===== DATA IN THIS EXERCISE

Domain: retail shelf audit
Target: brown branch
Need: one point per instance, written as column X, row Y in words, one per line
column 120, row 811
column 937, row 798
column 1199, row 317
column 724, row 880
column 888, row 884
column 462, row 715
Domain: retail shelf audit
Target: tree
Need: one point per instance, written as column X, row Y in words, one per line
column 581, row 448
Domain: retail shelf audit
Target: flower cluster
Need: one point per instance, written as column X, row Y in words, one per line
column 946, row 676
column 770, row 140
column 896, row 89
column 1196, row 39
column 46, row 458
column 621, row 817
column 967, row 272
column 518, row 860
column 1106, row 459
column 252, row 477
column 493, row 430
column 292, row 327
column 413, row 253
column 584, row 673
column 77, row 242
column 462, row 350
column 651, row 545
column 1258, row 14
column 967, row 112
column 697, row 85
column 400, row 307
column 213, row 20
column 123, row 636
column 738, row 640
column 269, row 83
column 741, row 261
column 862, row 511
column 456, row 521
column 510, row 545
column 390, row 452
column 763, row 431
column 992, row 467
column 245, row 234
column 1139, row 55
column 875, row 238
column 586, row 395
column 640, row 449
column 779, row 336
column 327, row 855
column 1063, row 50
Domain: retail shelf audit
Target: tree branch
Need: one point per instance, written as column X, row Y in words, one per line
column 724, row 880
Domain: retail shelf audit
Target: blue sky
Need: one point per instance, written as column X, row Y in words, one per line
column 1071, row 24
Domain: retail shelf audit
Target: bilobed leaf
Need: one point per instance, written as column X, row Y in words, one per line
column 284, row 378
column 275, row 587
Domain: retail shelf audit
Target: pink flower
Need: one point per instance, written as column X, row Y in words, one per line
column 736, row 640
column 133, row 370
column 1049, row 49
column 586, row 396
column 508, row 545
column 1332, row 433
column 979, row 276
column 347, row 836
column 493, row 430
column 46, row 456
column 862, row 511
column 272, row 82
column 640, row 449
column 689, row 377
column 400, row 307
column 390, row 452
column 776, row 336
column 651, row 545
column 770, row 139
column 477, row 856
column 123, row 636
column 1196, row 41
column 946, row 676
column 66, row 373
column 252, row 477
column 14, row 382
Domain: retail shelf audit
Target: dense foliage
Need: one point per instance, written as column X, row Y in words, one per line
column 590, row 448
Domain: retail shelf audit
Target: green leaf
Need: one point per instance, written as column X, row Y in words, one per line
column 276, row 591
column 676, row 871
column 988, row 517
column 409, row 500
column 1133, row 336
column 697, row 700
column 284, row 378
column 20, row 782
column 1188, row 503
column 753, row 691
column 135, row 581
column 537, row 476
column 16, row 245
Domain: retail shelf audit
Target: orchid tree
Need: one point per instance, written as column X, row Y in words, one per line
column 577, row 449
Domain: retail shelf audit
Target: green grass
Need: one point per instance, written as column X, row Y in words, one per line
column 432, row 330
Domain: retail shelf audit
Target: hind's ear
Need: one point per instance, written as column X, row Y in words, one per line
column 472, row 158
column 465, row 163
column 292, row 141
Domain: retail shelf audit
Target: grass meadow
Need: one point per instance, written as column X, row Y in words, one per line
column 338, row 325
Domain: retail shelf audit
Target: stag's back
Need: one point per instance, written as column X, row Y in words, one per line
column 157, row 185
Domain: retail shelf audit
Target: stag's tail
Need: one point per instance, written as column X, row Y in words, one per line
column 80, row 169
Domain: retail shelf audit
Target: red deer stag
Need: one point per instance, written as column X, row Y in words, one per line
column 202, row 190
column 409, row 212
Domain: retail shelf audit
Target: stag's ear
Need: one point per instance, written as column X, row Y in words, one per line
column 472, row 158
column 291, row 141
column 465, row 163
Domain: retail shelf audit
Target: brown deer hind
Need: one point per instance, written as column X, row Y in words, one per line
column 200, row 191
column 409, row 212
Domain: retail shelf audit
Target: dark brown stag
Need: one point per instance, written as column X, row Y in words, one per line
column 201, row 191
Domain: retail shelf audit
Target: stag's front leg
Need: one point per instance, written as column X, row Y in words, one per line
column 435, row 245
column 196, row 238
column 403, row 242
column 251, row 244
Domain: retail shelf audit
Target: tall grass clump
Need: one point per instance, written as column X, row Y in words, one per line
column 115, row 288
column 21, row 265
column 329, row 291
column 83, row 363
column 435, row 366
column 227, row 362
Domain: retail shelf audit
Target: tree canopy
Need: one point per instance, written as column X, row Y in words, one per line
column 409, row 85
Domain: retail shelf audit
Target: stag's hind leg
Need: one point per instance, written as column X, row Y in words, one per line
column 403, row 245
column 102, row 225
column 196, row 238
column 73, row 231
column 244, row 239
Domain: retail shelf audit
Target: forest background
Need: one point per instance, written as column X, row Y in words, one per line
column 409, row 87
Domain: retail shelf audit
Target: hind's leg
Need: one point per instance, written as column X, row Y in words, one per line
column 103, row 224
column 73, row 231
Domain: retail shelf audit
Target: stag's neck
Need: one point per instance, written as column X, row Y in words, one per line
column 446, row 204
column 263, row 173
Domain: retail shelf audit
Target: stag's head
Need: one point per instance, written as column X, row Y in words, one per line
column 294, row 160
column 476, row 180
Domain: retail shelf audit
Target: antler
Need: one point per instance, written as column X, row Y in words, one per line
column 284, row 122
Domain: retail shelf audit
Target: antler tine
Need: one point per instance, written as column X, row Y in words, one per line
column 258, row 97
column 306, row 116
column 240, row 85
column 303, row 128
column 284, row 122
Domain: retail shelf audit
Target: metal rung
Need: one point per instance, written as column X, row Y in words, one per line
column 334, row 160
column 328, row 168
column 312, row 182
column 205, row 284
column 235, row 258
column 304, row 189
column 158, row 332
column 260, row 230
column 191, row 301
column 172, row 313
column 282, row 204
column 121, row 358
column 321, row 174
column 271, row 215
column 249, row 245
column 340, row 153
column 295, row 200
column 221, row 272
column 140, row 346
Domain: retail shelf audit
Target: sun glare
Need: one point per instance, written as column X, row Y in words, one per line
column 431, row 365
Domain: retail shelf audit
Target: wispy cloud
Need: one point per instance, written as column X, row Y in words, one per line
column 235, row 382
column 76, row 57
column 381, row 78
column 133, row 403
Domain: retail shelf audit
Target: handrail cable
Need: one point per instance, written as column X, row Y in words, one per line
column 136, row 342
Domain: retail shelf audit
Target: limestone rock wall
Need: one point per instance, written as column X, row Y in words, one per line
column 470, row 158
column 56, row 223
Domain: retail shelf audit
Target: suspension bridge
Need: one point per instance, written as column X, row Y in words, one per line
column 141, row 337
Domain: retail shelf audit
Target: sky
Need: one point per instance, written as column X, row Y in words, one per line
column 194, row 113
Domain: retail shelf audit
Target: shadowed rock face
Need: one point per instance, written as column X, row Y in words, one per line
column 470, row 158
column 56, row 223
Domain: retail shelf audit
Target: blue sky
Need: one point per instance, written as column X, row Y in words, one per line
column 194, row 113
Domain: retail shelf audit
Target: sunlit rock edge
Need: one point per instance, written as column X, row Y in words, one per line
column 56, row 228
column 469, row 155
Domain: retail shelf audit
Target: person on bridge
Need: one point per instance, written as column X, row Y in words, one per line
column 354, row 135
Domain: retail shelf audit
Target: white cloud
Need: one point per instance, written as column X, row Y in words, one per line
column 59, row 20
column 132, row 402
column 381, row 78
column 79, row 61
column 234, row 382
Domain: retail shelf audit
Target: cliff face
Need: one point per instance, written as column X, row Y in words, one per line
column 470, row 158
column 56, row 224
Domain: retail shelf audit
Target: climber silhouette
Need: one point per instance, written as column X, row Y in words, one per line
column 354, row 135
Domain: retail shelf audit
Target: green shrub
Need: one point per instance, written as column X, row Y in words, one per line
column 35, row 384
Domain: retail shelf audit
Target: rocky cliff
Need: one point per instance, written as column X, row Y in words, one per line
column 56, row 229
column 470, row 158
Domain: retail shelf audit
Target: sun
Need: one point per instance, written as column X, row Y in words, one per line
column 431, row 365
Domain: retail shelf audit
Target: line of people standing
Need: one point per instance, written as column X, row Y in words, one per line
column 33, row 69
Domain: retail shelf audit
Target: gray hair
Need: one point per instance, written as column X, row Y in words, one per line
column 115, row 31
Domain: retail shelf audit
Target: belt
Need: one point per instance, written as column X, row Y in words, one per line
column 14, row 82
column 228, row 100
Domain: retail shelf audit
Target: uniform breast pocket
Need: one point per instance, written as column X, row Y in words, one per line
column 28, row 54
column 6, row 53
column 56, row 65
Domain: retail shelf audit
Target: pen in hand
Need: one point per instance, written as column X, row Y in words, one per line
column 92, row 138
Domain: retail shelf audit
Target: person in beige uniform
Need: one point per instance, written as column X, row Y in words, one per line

==========

• _TASK TO CARRY OUT_
Copy the rows verbatim, beginning with the first line and ending after the line that contains "column 1071, row 24".

• _RESULT_
Domain: retail shelf audit
Target: brown branch
Need: one point per instance, written as column X, row Y in words, one per line
column 120, row 811
column 937, row 798
column 1199, row 317
column 724, row 880
column 888, row 884
column 462, row 715
Domain: retail shelf audit
Target: tree
Need: one point per instance, written as column X, row Y in words, one per line
column 581, row 448
Domain: retail shelf audit
Target: flower cluster
Need: one point per instance, written as column X, row Y in words, one per line
column 946, row 676
column 770, row 140
column 896, row 89
column 1196, row 39
column 46, row 458
column 621, row 817
column 967, row 272
column 518, row 860
column 1106, row 459
column 252, row 477
column 493, row 430
column 292, row 327
column 413, row 253
column 584, row 673
column 77, row 242
column 462, row 350
column 651, row 545
column 1258, row 14
column 967, row 112
column 697, row 85
column 400, row 307
column 213, row 20
column 123, row 636
column 738, row 640
column 269, row 83
column 741, row 261
column 862, row 511
column 456, row 521
column 510, row 545
column 390, row 452
column 763, row 431
column 992, row 467
column 245, row 234
column 1139, row 55
column 875, row 238
column 586, row 395
column 640, row 449
column 779, row 336
column 327, row 855
column 1063, row 50
Domain: retail shelf audit
Target: tree branch
Need: one point per instance, written as column X, row Y in words, one per line
column 724, row 880
Domain: retail shelf audit
Target: blue sky
Need: one point per instance, written as column X, row Y in words, one per line
column 1071, row 24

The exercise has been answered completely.